Carry on the passage about generating gear grinding, starting right after its final sentence.

--- START OF Document ---

The cylindrical grinding worm, whose profile equates a rack profile in a transverse section, meshes with an external gear (Fig. 1, left). The involute is generated by continuous rolling motion of grinding worm and workpiece by the profile cuts method (Refs. 8, 4). Profile cuts method in generating processes means that the profile form is generated by a finite number of profiling cuts. Due to the closed grinding worm no generating cut deviations, as in gear hobbing process, occur during generating gear grinding.

In generating gear grinding multiple points of the grinding worm are in contact simultaneously. The number of contact points changes continuously during tool rotation (Fig. 1, right).

In the upper right part of Figure 1 the contacts on the right and left flanks are balanced, with an even number of contact points. This leads to a consistent distribution of forces. With an uneven number of contact points, as shown in the lower right part of Figure 1, the distribution of forces will be unbalanced. This leads to an inconsistent distribution of the cutting forces. In the example with an uneven number of contact points, the force on the line of contact of the left tool flanks is split into two contact points. On the right tool flank the cutting force is not split, because only one contact point exists. This situation can lead to higher stock removal at the single contact point potentially resulting in higher excitation. The consequence can be the appearance of profile form deviations which reduce the achievable gear quality. Scientific publications of Meijboom (Ref. 2) and Türich (Ref. 3) describe this relation theoretically.

In comparison to other gear grinding processes the stock removal rate in generating gear grinding is very high. In most cases the stock removal rate is limited by the demanded gear quality (Ref. 4). Furthermore, the appearance of a detrimental process-related surface zone inducement (grinding burn) can be the limiting factor.

Publications (Refs. 10–12), and the doctoral thesis of Meijboom (Ref. 2), Türich (Ref. 3) and Stimpel (Ref. 5) show the influence of several parameters on the process results. But several technological correlations have not been analyzed or verified in experimental trials yet.

Current challenges. Due to limited scientific studies the technology users, grinding tool suppliers and machine tool manufactures face two main challenges.

On the one hand the process design and optimization is based on knowhow of the process user. In cases, where no sufficient experience (e.g., new gear geometry, new grinding tools) exists, cost-intensive trials have to be performed to find a favored and robust process design. In this case, several trial iterations are usually necessary to obtain high process stability. In order to reduce the number of needed iteration loops the technological cause-effect relationships must be analyzed in detail.

On the other hand, the demand for increasing productivity leads to an increase of axial feed and cutting speed. With an increase of productivity the cutting force and thus the heat flow towards the workpiece are rising. This in turn leads to an increased risk of grinding burn during the grinding process. The challenge is to increase the productivity without causing grinding burn.

Research Objective and Approach

The research objective for generating gear grinding at WZL is the increase of process efficiency and process reliability in generating gear grinding by description of the technological cause-effect relationships for cutting forces as well as for occurrence of grinding burn in a model. For the analysis of the cause-effect relationships an analogy trail has been developed and will be introduced in this report.

--- END OF Document ---
--- START OF Records supplied ---

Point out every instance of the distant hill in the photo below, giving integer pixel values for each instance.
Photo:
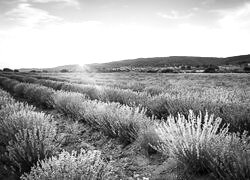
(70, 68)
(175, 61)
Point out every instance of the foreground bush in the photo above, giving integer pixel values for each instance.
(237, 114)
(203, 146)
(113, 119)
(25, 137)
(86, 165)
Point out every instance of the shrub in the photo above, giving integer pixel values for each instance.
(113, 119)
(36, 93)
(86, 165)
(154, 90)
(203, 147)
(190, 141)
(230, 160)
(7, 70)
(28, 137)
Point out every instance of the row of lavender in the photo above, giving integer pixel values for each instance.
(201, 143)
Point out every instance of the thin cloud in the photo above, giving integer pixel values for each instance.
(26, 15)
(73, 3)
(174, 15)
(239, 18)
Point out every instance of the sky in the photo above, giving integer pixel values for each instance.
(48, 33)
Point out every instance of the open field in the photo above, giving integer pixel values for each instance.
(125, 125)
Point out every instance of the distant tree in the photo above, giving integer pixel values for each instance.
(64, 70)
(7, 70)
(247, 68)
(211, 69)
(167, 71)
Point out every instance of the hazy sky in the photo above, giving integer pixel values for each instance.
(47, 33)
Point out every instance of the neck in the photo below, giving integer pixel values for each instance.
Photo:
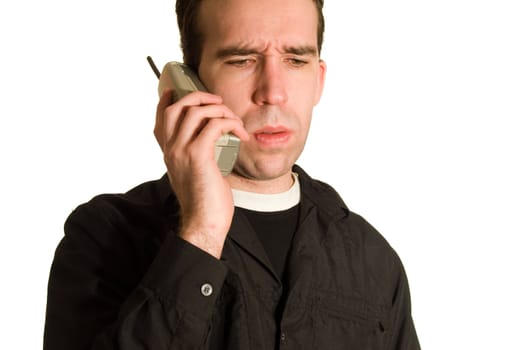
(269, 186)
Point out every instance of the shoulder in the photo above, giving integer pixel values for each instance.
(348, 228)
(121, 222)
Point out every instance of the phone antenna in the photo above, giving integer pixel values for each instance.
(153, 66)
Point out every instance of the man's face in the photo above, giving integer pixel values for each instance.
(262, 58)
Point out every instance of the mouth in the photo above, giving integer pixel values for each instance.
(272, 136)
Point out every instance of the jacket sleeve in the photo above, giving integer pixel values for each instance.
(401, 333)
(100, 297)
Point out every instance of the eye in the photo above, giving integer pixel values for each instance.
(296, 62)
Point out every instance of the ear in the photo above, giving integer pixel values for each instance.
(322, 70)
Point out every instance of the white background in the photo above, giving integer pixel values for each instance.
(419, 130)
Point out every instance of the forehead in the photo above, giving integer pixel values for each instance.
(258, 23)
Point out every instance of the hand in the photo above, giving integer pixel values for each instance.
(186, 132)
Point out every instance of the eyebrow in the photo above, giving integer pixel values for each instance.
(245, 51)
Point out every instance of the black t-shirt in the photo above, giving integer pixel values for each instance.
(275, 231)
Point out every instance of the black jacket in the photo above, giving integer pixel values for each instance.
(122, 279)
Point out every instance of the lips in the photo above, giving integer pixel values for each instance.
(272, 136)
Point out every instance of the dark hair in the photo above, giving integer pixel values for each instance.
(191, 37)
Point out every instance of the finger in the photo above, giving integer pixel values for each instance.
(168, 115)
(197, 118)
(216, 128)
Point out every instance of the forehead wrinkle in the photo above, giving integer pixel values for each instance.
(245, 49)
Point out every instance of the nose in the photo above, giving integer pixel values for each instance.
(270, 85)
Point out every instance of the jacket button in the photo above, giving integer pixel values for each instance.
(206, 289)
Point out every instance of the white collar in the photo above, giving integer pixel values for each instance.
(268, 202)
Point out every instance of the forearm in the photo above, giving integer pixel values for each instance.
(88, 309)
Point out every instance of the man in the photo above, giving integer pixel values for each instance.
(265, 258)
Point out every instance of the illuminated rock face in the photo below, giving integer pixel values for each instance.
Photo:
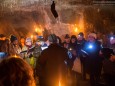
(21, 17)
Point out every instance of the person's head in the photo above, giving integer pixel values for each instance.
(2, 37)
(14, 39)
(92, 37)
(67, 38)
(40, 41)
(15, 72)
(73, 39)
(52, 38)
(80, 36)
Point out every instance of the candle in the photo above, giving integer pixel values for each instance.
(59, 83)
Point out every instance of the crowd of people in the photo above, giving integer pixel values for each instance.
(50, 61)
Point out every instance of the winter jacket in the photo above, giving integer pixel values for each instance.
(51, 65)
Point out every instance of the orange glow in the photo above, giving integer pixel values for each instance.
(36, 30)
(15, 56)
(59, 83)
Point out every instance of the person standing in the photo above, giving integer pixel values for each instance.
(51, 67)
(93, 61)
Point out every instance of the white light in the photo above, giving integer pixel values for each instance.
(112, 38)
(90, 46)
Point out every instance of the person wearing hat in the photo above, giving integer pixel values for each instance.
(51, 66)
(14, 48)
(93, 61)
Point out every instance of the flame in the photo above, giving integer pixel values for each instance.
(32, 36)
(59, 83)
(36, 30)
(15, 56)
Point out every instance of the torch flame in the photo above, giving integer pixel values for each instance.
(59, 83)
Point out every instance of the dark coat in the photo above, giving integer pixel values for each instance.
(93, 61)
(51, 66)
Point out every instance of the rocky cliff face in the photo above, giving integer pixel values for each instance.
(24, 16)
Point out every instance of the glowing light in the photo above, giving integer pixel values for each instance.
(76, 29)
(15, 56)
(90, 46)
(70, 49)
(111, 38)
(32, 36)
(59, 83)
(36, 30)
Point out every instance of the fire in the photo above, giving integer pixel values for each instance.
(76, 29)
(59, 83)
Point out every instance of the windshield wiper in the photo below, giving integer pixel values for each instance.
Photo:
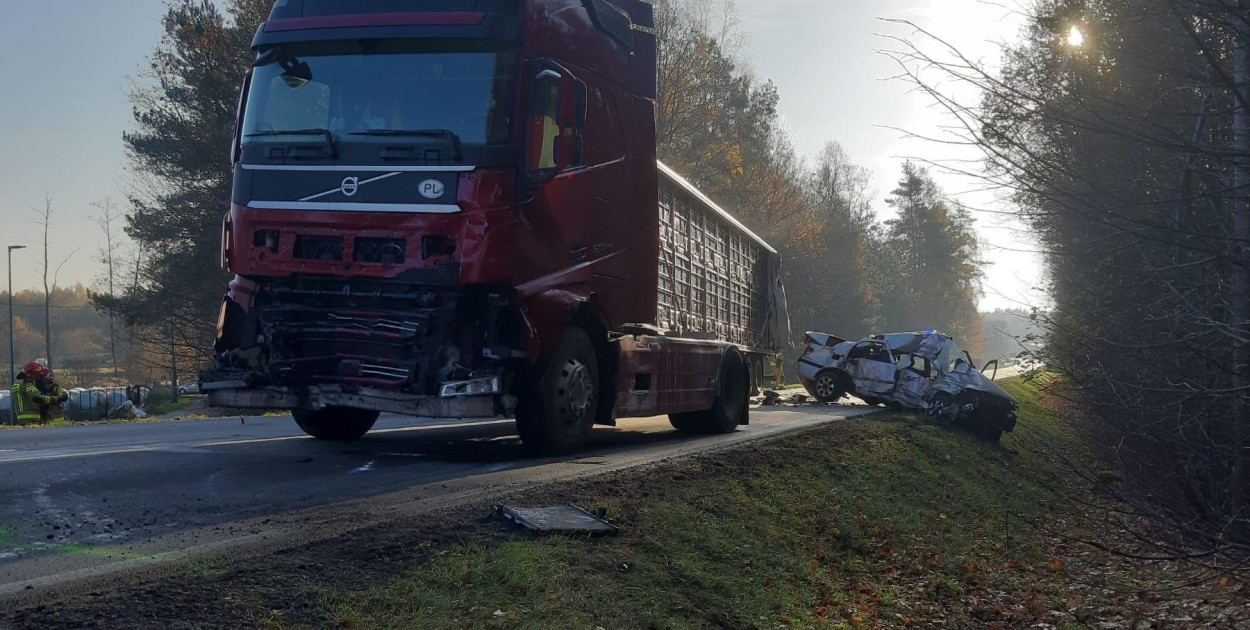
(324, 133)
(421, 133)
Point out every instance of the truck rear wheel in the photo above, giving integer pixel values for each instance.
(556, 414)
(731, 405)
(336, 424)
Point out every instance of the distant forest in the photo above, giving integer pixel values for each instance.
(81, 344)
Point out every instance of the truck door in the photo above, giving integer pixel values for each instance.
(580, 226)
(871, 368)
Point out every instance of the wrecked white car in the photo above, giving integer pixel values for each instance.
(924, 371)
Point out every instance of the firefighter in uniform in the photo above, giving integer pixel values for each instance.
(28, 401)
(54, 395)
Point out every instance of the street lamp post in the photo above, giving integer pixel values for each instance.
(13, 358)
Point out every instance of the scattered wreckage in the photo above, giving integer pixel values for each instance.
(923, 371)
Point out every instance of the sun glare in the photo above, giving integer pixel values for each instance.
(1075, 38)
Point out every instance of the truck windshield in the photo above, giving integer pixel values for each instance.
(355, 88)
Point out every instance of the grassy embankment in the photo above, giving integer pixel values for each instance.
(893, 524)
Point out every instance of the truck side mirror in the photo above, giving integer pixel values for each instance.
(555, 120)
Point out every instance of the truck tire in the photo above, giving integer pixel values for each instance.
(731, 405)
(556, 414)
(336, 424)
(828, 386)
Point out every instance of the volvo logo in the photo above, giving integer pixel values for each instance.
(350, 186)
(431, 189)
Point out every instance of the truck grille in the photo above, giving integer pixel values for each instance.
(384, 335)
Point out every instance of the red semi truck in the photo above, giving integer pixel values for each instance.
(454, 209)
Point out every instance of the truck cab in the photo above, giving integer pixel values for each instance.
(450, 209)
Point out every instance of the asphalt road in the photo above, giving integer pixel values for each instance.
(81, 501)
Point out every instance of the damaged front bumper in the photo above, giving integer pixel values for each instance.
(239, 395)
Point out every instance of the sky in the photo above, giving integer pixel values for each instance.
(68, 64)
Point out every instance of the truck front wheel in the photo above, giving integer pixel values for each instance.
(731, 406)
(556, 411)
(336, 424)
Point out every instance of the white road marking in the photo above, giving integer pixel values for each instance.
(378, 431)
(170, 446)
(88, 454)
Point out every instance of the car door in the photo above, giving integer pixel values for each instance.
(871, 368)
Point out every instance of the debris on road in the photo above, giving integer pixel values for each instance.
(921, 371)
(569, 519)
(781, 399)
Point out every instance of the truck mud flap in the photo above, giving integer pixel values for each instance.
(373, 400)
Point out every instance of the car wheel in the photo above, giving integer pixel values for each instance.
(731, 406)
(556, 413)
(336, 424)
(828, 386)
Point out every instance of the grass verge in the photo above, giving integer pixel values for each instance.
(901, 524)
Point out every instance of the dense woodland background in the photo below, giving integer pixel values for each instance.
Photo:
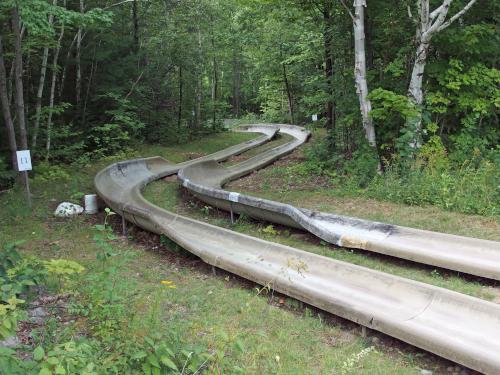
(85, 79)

--- END OF Records supplied ---

Solved problem »
The aim of this report is to present a model to predict grinding burn for generating gear grinding. Therefore cutting forces in analogy trails are measured and the interactions between process parameters and occurred grinding burn are taken into account. The measured cutting forces will be combined in an empirical cutting force model. With the ability to calculate the cutting force the heat flow density towards the workpiece can be estimated. With a comparison of the heat flow density and the grinding burn occurrence a critical heat flow density that leads to grinding burn can be determined. Thereby a model to predict grinding burn can be derived. In conclusion the prediction model will be transferred onto generating gear grinding and will be validated by generating gear grinding trials.

Analogy trail for Generating Gear Grinding

The complexity of the contact conditions between tool and workpiece during generating gear grinding complicates the analysis of generating gear grinding. On the one hand, the penetration volumes change over the tooth profile height during grinding. On the other hand, the number of engaged tool flanks and workpiece flanks is variable. To investigate generating gear grinding on a single fixed point on the tooth profile, a geometrickinematic model, the analogy trail, has been developed (Refs. 12, 9). The principle of the analogy trail for generating gear grinding is shown (Fig. 2).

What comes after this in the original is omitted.